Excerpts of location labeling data
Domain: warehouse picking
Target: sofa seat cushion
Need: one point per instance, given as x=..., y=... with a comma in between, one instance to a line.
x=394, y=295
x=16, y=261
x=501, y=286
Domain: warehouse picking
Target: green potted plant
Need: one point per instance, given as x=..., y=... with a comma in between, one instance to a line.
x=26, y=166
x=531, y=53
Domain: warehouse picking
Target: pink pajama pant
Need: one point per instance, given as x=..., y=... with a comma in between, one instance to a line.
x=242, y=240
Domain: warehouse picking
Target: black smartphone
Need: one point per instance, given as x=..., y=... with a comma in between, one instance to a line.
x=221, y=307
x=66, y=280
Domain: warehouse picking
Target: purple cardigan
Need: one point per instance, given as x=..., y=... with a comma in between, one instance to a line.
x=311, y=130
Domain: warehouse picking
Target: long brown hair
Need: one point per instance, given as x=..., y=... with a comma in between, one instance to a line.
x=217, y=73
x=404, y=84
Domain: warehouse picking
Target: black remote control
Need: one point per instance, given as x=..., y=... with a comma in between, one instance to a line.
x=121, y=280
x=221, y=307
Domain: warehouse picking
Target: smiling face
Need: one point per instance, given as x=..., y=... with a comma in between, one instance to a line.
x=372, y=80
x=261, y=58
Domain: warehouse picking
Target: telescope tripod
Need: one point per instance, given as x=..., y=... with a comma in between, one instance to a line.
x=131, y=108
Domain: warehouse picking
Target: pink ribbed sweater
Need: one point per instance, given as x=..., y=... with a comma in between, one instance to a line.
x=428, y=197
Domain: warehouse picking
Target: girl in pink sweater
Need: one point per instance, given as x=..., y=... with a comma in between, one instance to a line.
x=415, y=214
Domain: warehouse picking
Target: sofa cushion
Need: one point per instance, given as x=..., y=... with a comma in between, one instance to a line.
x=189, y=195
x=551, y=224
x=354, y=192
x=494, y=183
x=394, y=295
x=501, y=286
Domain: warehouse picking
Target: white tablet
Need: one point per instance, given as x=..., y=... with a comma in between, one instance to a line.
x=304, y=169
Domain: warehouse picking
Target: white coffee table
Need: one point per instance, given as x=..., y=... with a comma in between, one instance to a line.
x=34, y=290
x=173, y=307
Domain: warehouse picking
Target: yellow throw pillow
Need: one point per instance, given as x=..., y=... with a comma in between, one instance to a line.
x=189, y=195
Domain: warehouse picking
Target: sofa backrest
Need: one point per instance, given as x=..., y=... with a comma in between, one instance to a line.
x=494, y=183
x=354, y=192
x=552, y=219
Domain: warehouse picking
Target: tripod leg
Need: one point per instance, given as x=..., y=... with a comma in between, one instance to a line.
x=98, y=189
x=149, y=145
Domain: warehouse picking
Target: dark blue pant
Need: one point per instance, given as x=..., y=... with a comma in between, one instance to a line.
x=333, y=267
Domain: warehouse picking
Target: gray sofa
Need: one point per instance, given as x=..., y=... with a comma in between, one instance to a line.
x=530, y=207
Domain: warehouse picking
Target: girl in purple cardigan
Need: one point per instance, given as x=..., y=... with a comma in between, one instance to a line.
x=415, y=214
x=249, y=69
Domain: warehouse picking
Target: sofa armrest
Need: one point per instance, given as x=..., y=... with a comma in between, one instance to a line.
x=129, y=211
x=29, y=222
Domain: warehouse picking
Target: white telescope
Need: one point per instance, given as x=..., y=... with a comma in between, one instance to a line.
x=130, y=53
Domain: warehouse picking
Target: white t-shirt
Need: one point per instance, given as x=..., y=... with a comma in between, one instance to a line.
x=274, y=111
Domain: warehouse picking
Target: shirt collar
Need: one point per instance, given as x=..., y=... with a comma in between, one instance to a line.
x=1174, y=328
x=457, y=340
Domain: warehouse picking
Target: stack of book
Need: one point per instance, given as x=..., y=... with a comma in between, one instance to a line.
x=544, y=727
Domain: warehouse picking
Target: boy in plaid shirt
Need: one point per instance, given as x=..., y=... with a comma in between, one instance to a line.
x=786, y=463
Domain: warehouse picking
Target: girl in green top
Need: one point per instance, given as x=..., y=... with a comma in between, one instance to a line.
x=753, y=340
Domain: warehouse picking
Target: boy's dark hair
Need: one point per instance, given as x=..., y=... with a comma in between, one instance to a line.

● **EXERCISE BRIEF**:
Rewrite the material from its first line through the line containing "x=428, y=197", keeping every request line, and increase each x and y coordinate in the answer points by 15.

● **EXPECTED ANSWER**:
Domain: warehouse picking
Target: sofa seat cushion
Need: one point per instance, given as x=..., y=... with a comma in between, one instance to a line.
x=409, y=310
x=31, y=276
x=516, y=301
Domain: warehouse picking
Target: green potted plant
Need: one point per instance, given as x=..., y=... with a comma in between, one instance to a line.
x=41, y=181
x=546, y=68
Domain: warehouse picking
Target: pink pajama pant
Need: one point per instance, given as x=..., y=... with a comma in between, one instance to a line.
x=257, y=255
Domain: warehouse picking
Target: black smartphone
Need: one point per instance, given as x=..., y=... with a comma in between, one instance to a line.
x=236, y=322
x=81, y=295
Domain: warehouse picking
Target: purple cardigan
Need: one point per instance, given as x=..., y=... with a comma in between, one instance to a line.
x=326, y=145
Domain: warehouse picking
Target: long brown hair
Need: one point per instance, given as x=..., y=... with a comma in between, one instance to a line.
x=232, y=88
x=419, y=99
Domain: warehouse picking
Target: black remote control
Need: one point per instance, given as x=..., y=... with a comma in between, one instance to a line.
x=136, y=295
x=236, y=322
Domain: warehouse picking
Target: smiling face
Need: one point per instance, given as x=..., y=... with a comma in between, one instance to a line.
x=387, y=95
x=276, y=73
Domain: warehouse picking
Target: telescope tripod
Need: one point per instance, given as x=..., y=... with a comma in between, one instance to a line.
x=146, y=123
Domain: warehouse picking
Target: pink ribbed sweater
Need: one point per instance, given as x=..., y=... with a comma in between, one instance to a line.
x=443, y=212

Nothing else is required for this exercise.